Please gather each line of the items below that contains the string "photo" and copy it out. Case counts.

(Entries for image segmentation)

※

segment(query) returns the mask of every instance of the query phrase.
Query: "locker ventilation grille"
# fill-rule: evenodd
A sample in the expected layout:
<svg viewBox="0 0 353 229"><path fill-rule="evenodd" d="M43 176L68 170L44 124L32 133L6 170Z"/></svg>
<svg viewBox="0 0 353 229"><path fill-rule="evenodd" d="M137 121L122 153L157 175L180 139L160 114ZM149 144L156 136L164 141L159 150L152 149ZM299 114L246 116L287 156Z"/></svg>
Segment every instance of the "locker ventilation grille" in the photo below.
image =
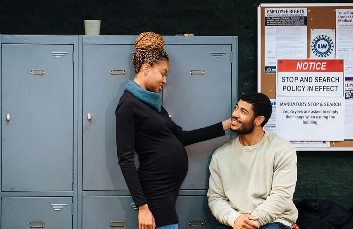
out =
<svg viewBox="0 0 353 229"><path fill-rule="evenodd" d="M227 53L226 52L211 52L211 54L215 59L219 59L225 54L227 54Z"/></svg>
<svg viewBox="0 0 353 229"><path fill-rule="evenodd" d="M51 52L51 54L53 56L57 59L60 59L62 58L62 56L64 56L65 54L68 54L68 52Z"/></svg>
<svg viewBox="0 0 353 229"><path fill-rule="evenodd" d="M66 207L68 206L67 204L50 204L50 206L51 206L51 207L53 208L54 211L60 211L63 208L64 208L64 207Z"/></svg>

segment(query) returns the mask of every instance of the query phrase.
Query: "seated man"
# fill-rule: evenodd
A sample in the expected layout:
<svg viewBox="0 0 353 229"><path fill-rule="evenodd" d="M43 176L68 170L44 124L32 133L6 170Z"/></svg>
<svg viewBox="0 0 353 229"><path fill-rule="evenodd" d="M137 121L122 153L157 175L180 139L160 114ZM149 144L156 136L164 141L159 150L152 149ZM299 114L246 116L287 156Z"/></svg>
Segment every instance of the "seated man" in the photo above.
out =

※

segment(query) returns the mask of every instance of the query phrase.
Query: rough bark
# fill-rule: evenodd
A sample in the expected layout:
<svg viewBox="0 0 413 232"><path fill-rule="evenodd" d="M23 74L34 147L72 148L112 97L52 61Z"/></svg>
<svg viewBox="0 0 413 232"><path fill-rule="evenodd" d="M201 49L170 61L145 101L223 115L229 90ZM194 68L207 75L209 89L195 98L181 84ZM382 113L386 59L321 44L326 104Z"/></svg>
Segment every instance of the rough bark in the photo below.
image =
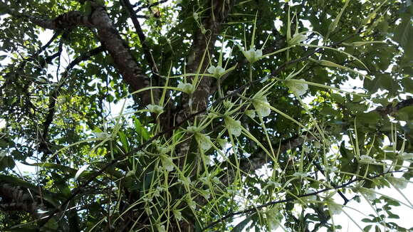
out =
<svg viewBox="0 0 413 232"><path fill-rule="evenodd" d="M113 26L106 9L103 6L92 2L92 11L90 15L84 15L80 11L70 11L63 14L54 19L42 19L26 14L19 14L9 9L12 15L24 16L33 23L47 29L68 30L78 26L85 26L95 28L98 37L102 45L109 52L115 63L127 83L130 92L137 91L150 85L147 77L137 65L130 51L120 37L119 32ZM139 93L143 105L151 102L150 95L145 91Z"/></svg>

※

● SOLUTION FOR THIS PROBLEM
Segment every instance of the "locker ventilation grille" in the photo below.
Segment every instance of the "seated man" in the photo above.
Segment every instance of the rough bark in the photo below.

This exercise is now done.